(Point localization data)
§

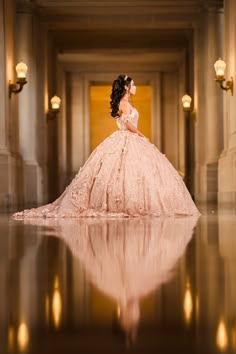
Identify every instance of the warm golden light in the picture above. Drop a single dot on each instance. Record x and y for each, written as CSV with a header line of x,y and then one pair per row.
x,y
186,100
23,337
55,102
21,70
188,304
221,336
10,340
220,67
118,311
233,337
47,309
56,304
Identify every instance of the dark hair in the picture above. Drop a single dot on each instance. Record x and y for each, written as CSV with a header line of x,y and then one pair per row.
x,y
118,91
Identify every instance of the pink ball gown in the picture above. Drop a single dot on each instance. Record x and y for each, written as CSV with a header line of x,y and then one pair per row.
x,y
125,175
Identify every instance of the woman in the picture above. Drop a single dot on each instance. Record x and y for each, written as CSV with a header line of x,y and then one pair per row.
x,y
125,175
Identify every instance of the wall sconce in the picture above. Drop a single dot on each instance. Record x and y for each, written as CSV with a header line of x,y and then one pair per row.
x,y
186,100
21,70
220,67
55,107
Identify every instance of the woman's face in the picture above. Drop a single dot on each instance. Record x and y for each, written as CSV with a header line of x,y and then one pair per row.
x,y
132,89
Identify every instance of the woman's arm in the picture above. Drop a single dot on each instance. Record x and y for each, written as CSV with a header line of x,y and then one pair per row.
x,y
125,108
132,128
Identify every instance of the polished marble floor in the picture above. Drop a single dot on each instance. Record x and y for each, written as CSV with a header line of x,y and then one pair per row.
x,y
140,285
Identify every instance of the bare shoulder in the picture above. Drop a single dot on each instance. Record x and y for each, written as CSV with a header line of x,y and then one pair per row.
x,y
125,107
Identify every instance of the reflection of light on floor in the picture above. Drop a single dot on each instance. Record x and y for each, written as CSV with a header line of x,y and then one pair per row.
x,y
56,304
188,304
118,311
47,309
23,337
233,337
221,336
197,307
10,339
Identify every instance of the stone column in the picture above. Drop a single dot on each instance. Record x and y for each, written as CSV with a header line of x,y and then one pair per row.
x,y
9,160
227,162
214,101
26,51
208,103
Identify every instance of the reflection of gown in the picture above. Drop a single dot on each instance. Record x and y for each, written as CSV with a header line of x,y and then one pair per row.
x,y
125,258
125,175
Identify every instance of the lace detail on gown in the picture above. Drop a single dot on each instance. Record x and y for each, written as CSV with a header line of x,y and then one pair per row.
x,y
125,175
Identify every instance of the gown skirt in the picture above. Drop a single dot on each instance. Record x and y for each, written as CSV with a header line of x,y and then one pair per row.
x,y
126,175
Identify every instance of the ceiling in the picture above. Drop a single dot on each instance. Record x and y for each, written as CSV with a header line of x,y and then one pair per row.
x,y
108,32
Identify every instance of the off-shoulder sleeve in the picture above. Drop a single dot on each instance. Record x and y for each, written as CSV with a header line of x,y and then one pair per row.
x,y
127,118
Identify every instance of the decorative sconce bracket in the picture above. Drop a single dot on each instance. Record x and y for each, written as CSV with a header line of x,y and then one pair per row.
x,y
52,114
229,85
17,87
55,108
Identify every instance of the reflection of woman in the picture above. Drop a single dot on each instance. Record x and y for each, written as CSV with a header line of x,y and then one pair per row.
x,y
125,258
125,175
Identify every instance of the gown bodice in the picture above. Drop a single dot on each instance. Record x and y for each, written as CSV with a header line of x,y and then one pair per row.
x,y
132,118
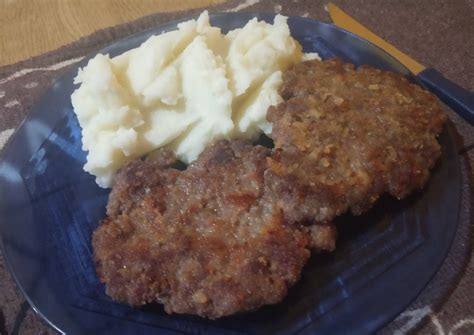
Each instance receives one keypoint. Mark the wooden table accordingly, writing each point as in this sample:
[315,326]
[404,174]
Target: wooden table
[32,27]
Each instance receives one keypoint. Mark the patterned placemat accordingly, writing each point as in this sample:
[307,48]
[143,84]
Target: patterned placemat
[437,33]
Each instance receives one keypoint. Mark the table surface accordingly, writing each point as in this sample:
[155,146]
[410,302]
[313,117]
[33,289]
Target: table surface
[438,33]
[29,28]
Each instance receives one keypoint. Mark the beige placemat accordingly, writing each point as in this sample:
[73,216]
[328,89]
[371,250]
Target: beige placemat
[437,33]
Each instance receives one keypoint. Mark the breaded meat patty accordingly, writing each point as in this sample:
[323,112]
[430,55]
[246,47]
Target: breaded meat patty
[207,240]
[343,136]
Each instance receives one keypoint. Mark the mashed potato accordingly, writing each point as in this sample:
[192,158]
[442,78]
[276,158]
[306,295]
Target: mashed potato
[181,89]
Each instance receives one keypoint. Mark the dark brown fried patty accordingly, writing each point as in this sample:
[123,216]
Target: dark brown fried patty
[208,240]
[343,136]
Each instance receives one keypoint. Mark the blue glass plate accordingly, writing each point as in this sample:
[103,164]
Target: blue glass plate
[49,208]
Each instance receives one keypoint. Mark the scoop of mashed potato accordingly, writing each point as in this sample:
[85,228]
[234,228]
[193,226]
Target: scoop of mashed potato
[181,89]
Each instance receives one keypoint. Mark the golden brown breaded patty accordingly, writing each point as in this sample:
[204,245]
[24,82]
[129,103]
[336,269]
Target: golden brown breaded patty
[344,136]
[204,241]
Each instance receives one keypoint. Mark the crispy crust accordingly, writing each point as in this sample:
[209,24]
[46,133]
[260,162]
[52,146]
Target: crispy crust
[205,241]
[344,136]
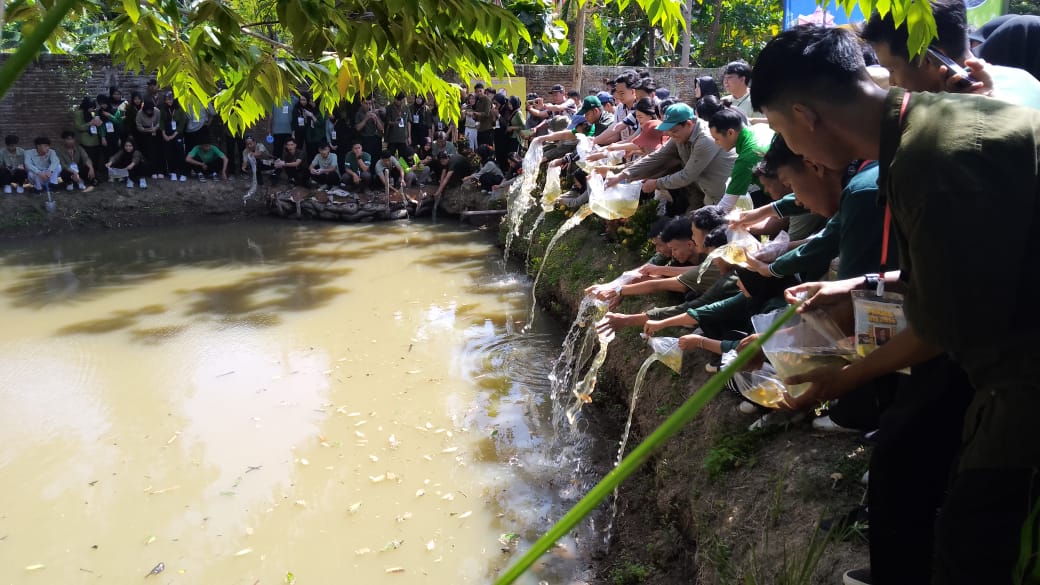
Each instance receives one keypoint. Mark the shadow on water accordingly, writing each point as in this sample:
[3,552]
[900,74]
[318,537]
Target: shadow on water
[290,288]
[120,320]
[80,268]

§

Task item = What is needed is every record above printed exactly, with no pictures.

Output for this task =
Identify every instance of the warm golden light in the picture above. Drop a single dot on each instance. Record x and y for each, written as CSV with a header line of x,y and then one pair per row.
x,y
186,100
23,337
55,102
21,70
188,304
221,336
10,340
220,67
118,311
233,337
47,309
56,304
Identify every instance of the dark hair in the picture above. Drop a single dot on each instance. Record x and y for each, written as CSV with a header line of x,y and then one pair per row.
x,y
118,91
Identify every instance of the pink ball gown in the picture above. Drop a single dot on each instance. Record x and y for each, written as CSV with a header line of x,y and then one pair per row.
x,y
125,175
Identify every instance of the woman in the picture above. Drop a single dot on each instance. Record x and y for each, written as CSV with a header line of x,y and then one pair per row.
x,y
125,175
Identify every instance of the wall sconce in the picture above. Drop a single dot on each instance. Record x and y for each, written as CSV with a header line of x,y and then one pair per row.
x,y
186,100
21,70
220,67
55,107
Identify every instance of the woman's face in the picture above. Drop a single dot on each instance. Record x and y for each, written as CSV with a header line of x,y and then one pair per row.
x,y
132,89
Identify every instance of the woman's arm in the picture above. Drop a single dot on each instance. Record x and y for each, written as CSV with a header line of x,y and then one pair per row.
x,y
125,108
132,128
Identify every instance of the polished marble floor in the picture above. Drop a single dot on each instance. Record x and y for each, written as CSV with a header line of x,y and then one pair per row.
x,y
140,285
Identify every instance of the bare shoulder in the picture above. Drop a single dot on each instance. Record x and y for each, written as CSV with a header line of x,y and then one pair per row.
x,y
125,107
Identify every instance of the reflection of light on floor in the picture above. Drop a single dot on each instance. Record x and y for each, written as CSV with a header line of x,y and then one pair per row.
x,y
56,304
188,304
118,311
47,309
23,337
233,337
221,336
197,307
10,339
Identify every instance of the stone column in the picture above. Drop a single dot on each instance. Record x and y for each, written as CSV with a header line of x,y and then one pair per row.
x,y
9,160
227,162
214,101
26,51
208,103
Identify every instance of the reflection of gown in the picture above. Drop a single dot on each instance. Record x and y for each, written as CSV with a header line of x,y and then one pair per row.
x,y
125,258
125,175
Identify every instance of the lace detail on gown in the picture above. Drop a single dot on each instance. Record x and y for each, written as CSV with a header line of x,y and then one pair per row.
x,y
125,175
Identify every instance of the gown skirt in the picture above. Drop a single dot on each instance. Record x and y for each, written as CSV with a header line of x,y and then one pair per row.
x,y
126,175
Identify every instance of the ceiling in the picture above. Drop a single dot on each instance. Record x and y for each, written as CSV with a header line of x,y and then one pair per row.
x,y
108,32
Identify every instance of the off-shoulder sleeve in the picture above. Drop a single dot on each instance. Record x and y for each, written as CSV with a header line of x,y and then one pair per row.
x,y
127,118
Identify every instance of the decorative sconce bracket in the picture above. Drop a single dot on each instance. Record x and y for each, written as CSV with a header line of x,y and then one pair per row.
x,y
52,114
229,85
17,87
55,108
Identify every instance of the reflection of woman in the picture above. Drop a single dot on each instance. Record x and y for each, written as CSV with a header line of x,y and then one pair per row.
x,y
125,258
125,175
Identify every instance of the gown bodice in the picture above. Drop a single dot on each instance. Record x and y for each, written as CSV with a header line of x,y and then one pair per row.
x,y
132,118
Each instance receives one keypoint. Mark the wooden table accordingly, writing each point as in this sample:
[315,326]
[404,174]
Target: wooden table
[32,27]
Each instance receives one keypoint. Mark the patterned placemat accordingly, writing each point as in this sample:
[307,48]
[143,84]
Target: patterned placemat
[437,33]
Each instance receives one keypoint. Mark the table surface accordingly, writing each point as in this sample:
[155,146]
[410,302]
[313,117]
[33,289]
Target: table surface
[438,33]
[29,28]
Each instance receives one keypoint. Mark the beige placemat accordingly, writing each point as in this sample:
[73,216]
[328,89]
[371,250]
Target: beige placemat
[437,33]
Each instance receives one keypoint. Mark the breaded meat patty accordingly, writing each point as in this sample:
[323,112]
[430,55]
[246,47]
Target: breaded meat patty
[207,240]
[343,136]
Each instance receives one keypoint. Mark the mashed potato accordingly, writing each point as in this sample:
[192,158]
[442,78]
[276,158]
[306,295]
Target: mashed potato
[181,89]
Each instance receives one keypoint. Mark the dark brown fried patty accordingly, writing each point as in this sample:
[123,216]
Target: dark brown fried patty
[208,240]
[343,136]
Each instance receives one keypoint. Mark the blue glass plate accordingly, writing each point as in this sample:
[103,164]
Target: blue glass plate
[49,208]
Each instance receives one keypoint. Mark the scoop of mashed potato accordingly, writing each point as in this sample:
[85,228]
[234,228]
[193,226]
Target: scoop of mashed potato
[181,89]
Each instance receives one keypoint. Mark the golden brown breaded patty accordingly, writing each point as in this sample:
[204,245]
[24,82]
[129,103]
[336,269]
Target: golden brown breaded patty
[344,136]
[204,241]
Each instance receives one keypoint. Mark the crispy crust accordingly, writing each point as in this sample:
[209,24]
[46,133]
[260,162]
[52,146]
Target: crispy crust
[205,241]
[344,136]
Each instance receives one keypoint. Mark the shadow on water accordingly, writing each point as in this sample:
[3,552]
[900,74]
[318,537]
Target: shadow on water
[290,288]
[120,320]
[80,268]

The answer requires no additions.